- _The problem_:
Write out every one of the rows below exactly as they stand, leaving out the pictures.

- _Material provided_:
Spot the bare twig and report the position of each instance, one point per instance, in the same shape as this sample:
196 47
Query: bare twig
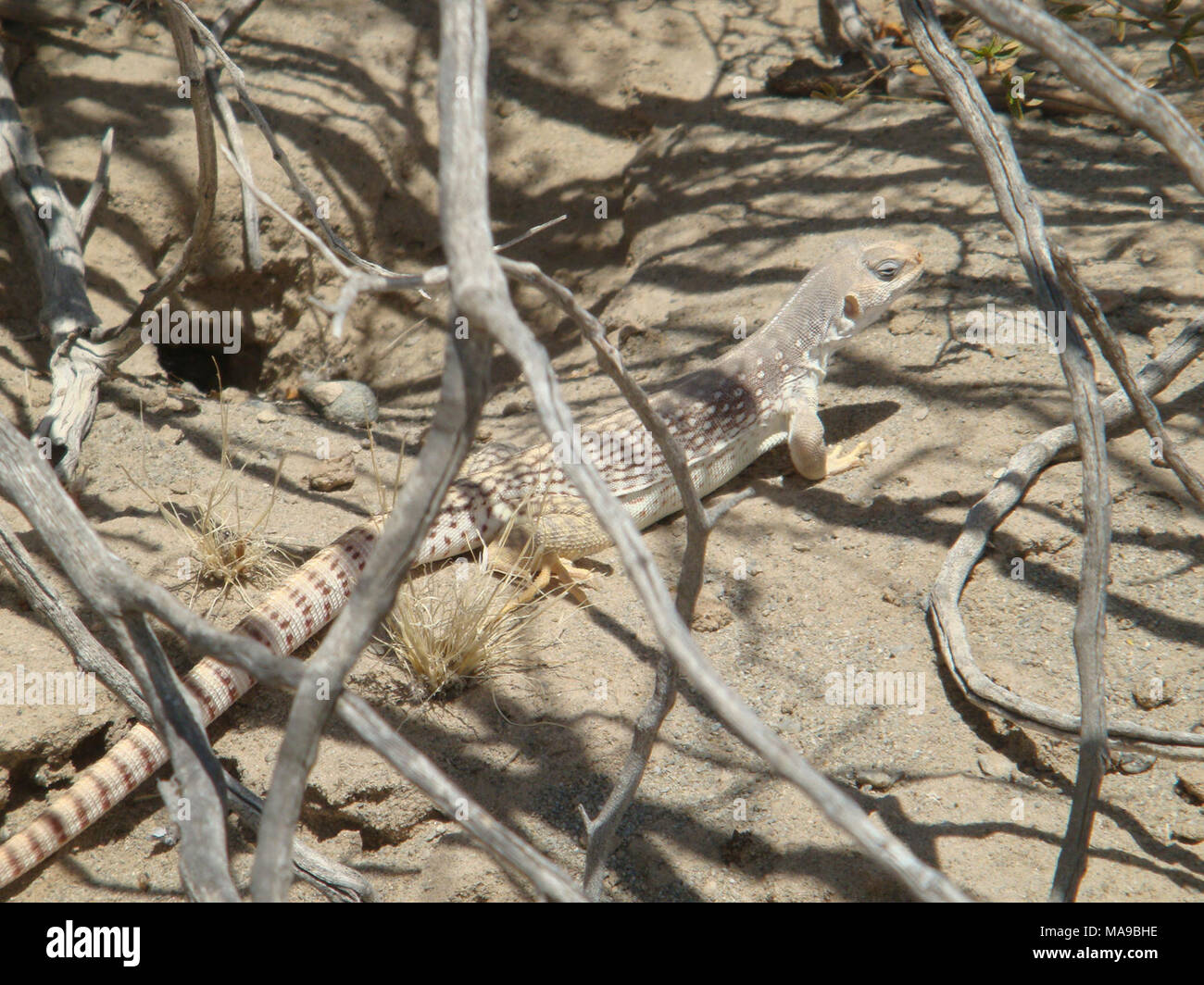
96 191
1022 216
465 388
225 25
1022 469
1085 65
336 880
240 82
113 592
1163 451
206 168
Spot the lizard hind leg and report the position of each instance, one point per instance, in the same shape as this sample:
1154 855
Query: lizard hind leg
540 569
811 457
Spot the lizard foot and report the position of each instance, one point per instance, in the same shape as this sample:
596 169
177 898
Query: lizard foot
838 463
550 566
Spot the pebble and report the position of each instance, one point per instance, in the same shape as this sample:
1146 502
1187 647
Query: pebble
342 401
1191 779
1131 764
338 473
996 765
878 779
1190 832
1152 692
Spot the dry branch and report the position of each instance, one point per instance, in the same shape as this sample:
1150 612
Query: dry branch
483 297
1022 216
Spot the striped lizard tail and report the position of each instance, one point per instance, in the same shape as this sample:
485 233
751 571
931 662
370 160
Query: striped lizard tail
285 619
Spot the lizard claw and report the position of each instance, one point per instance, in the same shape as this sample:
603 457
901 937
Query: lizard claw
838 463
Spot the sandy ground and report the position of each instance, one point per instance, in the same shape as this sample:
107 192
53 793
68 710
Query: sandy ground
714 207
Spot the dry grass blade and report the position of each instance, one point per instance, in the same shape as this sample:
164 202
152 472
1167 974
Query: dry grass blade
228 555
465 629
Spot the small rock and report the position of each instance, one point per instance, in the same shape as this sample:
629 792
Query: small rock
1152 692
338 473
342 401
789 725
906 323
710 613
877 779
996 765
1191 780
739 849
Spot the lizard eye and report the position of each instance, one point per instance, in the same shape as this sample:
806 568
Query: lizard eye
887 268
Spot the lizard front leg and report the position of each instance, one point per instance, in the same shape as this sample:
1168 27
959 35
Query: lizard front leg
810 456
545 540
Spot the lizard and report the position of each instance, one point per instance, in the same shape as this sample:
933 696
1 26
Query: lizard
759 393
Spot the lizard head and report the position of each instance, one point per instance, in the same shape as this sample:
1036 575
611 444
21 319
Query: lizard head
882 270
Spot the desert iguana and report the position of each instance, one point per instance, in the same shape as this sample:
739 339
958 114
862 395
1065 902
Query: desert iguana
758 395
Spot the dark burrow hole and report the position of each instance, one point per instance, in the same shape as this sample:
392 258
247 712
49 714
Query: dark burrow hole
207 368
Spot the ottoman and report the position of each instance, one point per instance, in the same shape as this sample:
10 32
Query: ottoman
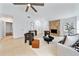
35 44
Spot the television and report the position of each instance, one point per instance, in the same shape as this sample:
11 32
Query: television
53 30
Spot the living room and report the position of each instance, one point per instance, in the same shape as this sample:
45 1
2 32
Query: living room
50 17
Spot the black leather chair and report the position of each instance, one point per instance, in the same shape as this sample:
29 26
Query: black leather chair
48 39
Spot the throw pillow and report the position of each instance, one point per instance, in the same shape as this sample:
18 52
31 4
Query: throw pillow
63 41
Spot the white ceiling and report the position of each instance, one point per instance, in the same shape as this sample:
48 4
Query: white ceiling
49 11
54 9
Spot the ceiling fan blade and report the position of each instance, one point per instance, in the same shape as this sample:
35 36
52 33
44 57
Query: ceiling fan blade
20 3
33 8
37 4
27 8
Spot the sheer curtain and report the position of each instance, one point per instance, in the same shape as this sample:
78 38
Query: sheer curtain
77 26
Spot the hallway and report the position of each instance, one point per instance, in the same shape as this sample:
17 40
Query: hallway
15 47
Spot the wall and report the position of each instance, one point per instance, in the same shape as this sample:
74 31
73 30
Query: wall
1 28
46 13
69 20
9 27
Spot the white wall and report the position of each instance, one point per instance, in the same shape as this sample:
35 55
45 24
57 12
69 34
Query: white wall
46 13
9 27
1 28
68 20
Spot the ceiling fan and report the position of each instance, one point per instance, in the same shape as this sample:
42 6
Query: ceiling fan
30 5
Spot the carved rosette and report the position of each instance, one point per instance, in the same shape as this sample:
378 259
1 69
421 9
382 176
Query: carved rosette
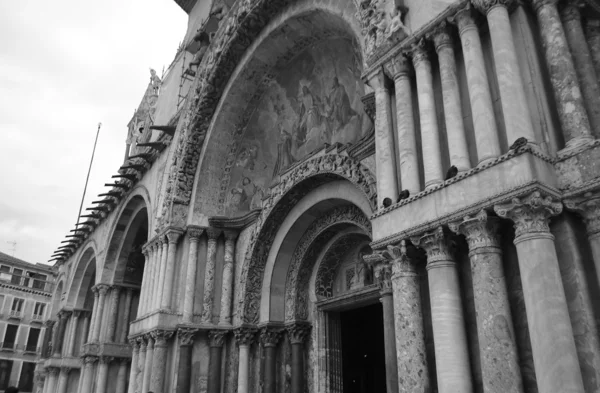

- _The response_:
Spot the bare twig and report the position of each instance, one point per instance, in the same shape as this sample:
196 47
Query: bare twig
96 191
1022 216
465 388
225 25
1022 469
1085 65
336 880
240 82
113 592
1163 451
206 168
Spot the lizard hind leg and report the position of each instance, one point per instance, in the same shape as this sample:
1154 855
Query: lizard hind leg
540 569
811 457
Spot the lizard foot and report the position of each instance, one point per instance, in the same shape as this sample:
596 169
177 898
Query: lizard foot
838 463
550 566
Spot the pebble and report the position of each instance, one point per instance, in the same shape as this sample:
1146 502
1187 647
Query: pebble
342 401
1191 779
1131 764
338 473
996 765
878 779
1190 832
1152 692
Spot the dry branch and report the position of each instance, one point per instance, in the same shape as this sample:
1150 612
Query: dry branch
483 297
1022 216
Spot the striped lizard tail and report the position of each instance, one point per instance, in the same shape as this sample:
485 233
751 571
931 662
370 160
Query: striped lizard tail
285 619
Spot the lizard claw and report the position of each instance, one point per instance, in the same shape as this sample:
603 457
901 937
Query: lizard claw
838 463
Spot the sandy ground and report the position of each instance, one point per instance, in the same shape as this sample:
107 192
53 793
68 710
Query: sandy ground
714 207
Spot the dry grass blade and report the position of each instance, one point per instance, in the same shape as this sample:
164 202
152 472
1167 974
Query: dry grass blade
228 555
465 629
Spot the small rock and report the position of each instance, one point per instance, in the same shape as this sample:
629 792
Query: small rock
1152 692
338 473
342 401
789 725
906 323
710 613
877 779
996 765
1191 780
739 849
Spot the lizard eye and report the position of each instance, one point per instance, in the same shape as this sample:
806 568
Query: lizard eye
887 268
Spot the lizard front leg and report the position of each instance, one point per instance, in the same shape as this sample:
1168 27
959 35
Query: lizard front leg
810 456
545 540
Spot the lizard and report the position of each instance, one point per instance, in the same shape as this sample:
933 696
1 26
Query: lizard
759 393
Spot the lizard head and report the position of each instance, one point per instance, in the same shape as this sample:
1036 575
611 444
21 319
Query: lizard head
882 270
Spot the desert iguana and report the position of each instance, one point per instance, in the same shape as this sample:
739 339
958 114
862 395
1065 902
Query: desert iguana
758 395
Spot the dark burrow hole and report the position of each instance, one point per instance, in the same shape as this sample:
392 258
247 712
49 714
Query: dark burrow hole
207 368
Spot the ottoman and report the position of each instance, one point per instance, in the same shape as this sample:
10 32
Query: ottoman
35 44
Spot the television and report the position of each instance, one point per instance, in the same shape as this sample:
11 32
Query: television
53 30
Spot the living room and report the position of each instance, one point per instance, in the same shape as this sample:
45 1
2 32
Query: living room
50 17
Spot the black leather chair and report the position of each instance, one point per instance, in the same shape as this sample:
29 26
Query: black leather chair
48 39
Spot the throw pillow and report the position of each instance, one point per instance, in the same shape as this sample:
18 52
31 4
Query: throw pillow
63 41
Spot the white ceiling and report the position of each instance, one point per instance, in the same shape as this sample:
48 4
Query: white ceiling
49 11
54 9
Spot the ceiling fan blade and report the position of each instance, one point per instance, in the same shape as this sample:
35 36
52 33
44 57
Query: ceiling fan blade
20 3
33 8
37 4
27 8
Spot the sheer curtain and report the position of each instance, one point per instance, in the same shape as this sample:
78 38
Query: sheer curtain
77 26
Spot the hallway and report the position of each instance, one point per instance, in the same shape as this sample:
17 40
Query: hallway
15 47
Spot the wall and report the position of each instance, one point per instance, in the same shape as this sample:
74 31
73 30
Query: wall
1 28
46 13
69 20
9 27
Spot the white wall and report the position of each instance, one point per instance, in the same shape as this sample:
35 55
45 24
57 12
69 34
Query: white wall
46 13
9 27
1 28
68 20
Spot the ceiling fan and report the position of each instance, one point per instance, in the same shape as this sample:
42 6
Query: ceiling fan
30 5
Spot the carved rosette and report the position of each instance, one point per instance, in the same shape as this sample:
378 259
1 69
421 9
382 176
Query: carved rosette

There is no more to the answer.